[start of Information given]

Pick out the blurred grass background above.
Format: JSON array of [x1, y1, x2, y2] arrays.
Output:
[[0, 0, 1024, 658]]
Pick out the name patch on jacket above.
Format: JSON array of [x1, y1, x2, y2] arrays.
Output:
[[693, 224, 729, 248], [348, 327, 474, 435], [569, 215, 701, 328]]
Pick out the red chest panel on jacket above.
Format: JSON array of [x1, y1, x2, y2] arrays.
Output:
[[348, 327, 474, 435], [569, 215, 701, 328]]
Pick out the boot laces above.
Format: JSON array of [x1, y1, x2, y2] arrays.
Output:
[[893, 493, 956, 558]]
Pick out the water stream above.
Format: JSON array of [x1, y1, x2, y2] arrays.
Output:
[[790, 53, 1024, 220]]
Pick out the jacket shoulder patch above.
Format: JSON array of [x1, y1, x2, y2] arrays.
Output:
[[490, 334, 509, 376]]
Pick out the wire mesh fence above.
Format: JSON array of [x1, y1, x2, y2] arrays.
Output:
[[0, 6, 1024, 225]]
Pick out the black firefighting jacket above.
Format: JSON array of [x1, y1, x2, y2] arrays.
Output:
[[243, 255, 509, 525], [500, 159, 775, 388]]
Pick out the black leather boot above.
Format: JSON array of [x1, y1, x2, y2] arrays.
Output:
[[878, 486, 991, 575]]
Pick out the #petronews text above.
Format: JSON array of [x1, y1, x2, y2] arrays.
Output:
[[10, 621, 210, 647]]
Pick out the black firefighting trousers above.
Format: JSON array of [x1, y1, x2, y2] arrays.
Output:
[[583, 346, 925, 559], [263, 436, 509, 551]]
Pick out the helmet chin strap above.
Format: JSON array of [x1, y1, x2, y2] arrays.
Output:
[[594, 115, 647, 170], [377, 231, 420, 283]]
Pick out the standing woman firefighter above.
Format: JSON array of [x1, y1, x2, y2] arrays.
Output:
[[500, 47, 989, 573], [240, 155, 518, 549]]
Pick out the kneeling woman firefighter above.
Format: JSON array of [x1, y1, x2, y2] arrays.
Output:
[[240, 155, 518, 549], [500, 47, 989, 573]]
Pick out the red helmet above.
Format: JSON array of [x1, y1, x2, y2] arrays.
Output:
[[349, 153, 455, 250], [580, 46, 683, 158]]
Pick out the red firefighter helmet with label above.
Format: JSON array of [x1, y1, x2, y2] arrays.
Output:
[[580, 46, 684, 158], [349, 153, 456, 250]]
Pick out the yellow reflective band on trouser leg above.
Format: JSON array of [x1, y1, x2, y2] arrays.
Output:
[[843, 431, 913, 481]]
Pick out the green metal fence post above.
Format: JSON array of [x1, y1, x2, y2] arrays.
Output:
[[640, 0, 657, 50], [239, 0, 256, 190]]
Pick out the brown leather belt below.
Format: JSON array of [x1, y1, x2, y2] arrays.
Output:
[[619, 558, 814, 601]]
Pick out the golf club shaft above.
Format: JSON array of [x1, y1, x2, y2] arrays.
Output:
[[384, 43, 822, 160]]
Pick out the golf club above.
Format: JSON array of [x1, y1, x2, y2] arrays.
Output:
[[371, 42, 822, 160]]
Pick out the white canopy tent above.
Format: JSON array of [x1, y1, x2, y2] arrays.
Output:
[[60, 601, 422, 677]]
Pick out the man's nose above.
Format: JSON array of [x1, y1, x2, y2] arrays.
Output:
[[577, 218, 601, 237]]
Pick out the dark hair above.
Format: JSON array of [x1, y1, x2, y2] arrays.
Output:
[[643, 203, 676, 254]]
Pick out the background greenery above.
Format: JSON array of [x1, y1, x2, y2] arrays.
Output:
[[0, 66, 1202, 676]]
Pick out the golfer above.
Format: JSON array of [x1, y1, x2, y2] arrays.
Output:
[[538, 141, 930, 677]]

[end of Information given]

| Challenge |
Reproduce every one of the records above, line for line, with no changes.

| Written answer |
Pick out the blurred grass background above.
Format: JSON array of [x1, y1, x2, y2] arrays.
Output:
[[0, 0, 1024, 658]]
Pick out the name patch on jacket above.
Format: JSON array of [x1, y1, x2, y2] arrays.
Output:
[[693, 224, 729, 248], [348, 327, 474, 435], [569, 215, 701, 328]]
Pick out the red chest panel on jacket above.
Format: JSON array of [x1, y1, x2, y2] arrays.
Output:
[[348, 327, 474, 435], [569, 215, 701, 328]]
Pick out the boot laces above.
Format: JSON array of [x1, y1, x2, y2] arrays.
Output:
[[893, 493, 956, 558]]
Pick out the water stream above.
Format: JSON array of [x1, y1, x2, y2] arrays.
Output:
[[790, 53, 1024, 220]]
Pick out the jacket shoulder patch above.
Format: JSON array of [x1, y1, x2, y2] arrays.
Output:
[[490, 334, 509, 376]]
Pick out the wire mesh fence above.
Format: JSON array of [x1, y1, x2, y2] arrays.
Output:
[[0, 6, 1024, 225]]
Pick out the black firefighting jacket above.
Format: JSON array of [x1, y1, x2, y2] arrays.
Output:
[[243, 255, 509, 525], [500, 159, 775, 388]]
Pick out the black leather boot above.
Format: JSON array of [x1, y1, x2, y2] arrays.
Output:
[[878, 486, 991, 575]]
Pick out the #petronews text above.
Format: JSON array of [x1, y1, x2, y2] arrays.
Output:
[[10, 621, 210, 647]]
Pick out the black firefighting trousers above.
Format: JSON array of [x1, y1, x2, y2] arrays.
Output:
[[583, 346, 925, 559], [263, 436, 509, 551]]
Pick out the helmet chin strap above.
Format: JSON array of [x1, y1, x2, y2] arrays.
Output:
[[594, 115, 647, 170], [377, 231, 420, 283]]
Pick out the standing woman firefighter above.
Format: JSON array of [x1, y1, x2, y2] arrays.
Output:
[[500, 47, 989, 573], [240, 155, 518, 549]]
Pick out the kneeling woman firefighter above.
Format: JSON array of [x1, y1, x2, y2] arrays.
Output:
[[240, 155, 518, 549], [500, 47, 989, 573]]
Pick out the red helmet above.
Format: JSON array of [x1, y1, x2, y2] arrays.
Output:
[[349, 153, 455, 250], [580, 46, 683, 158]]
Pick out the red firefighter helmet with label above.
Format: JSON array of [x1, y1, x2, y2] arrays.
Output:
[[580, 46, 684, 158], [349, 153, 456, 250]]
Pick out the yellow reflective band on trouser leg above.
Format: JSON array of [x1, y1, x2, y2] arrays.
Output:
[[843, 431, 913, 481]]
Pick out the green metal fence post above.
Format: JSON array of [x1, y1, x2, y2] arrays.
Output:
[[640, 0, 657, 50], [239, 0, 256, 190]]
Pick out the brown leather belt below.
Format: JSON array of [x1, y1, x2, y2] arrays.
Output:
[[619, 558, 814, 601]]
Pick out the golf club shaft above.
Format: JSON array of [x1, y1, x2, y2] arrays.
Output:
[[384, 43, 822, 160]]
Pick out the golf club above.
Format: JSON array of [x1, y1, x2, y2] arrays.
Output:
[[371, 42, 822, 160]]
Pick out the white canopy tent above.
Format: JSON array of [x1, y1, x2, y2] arrays.
Output:
[[60, 601, 422, 677]]
Pick out the man's nose above.
Format: JSON array of [x1, y1, x2, y2] arrays.
Output:
[[577, 218, 601, 237]]
Pick out the dark hair above.
Format: JSON array of [x1, y1, x2, y2] arrays.
Output:
[[643, 203, 676, 254]]
Pick out the background greenery above.
Format: JSON array of [x1, y1, x2, y2] arrays.
Output:
[[0, 66, 1202, 676]]
Pick out the golfer above.
Format: JSON array of [x1, y1, x2, y2] arrays.
Output:
[[538, 141, 930, 677]]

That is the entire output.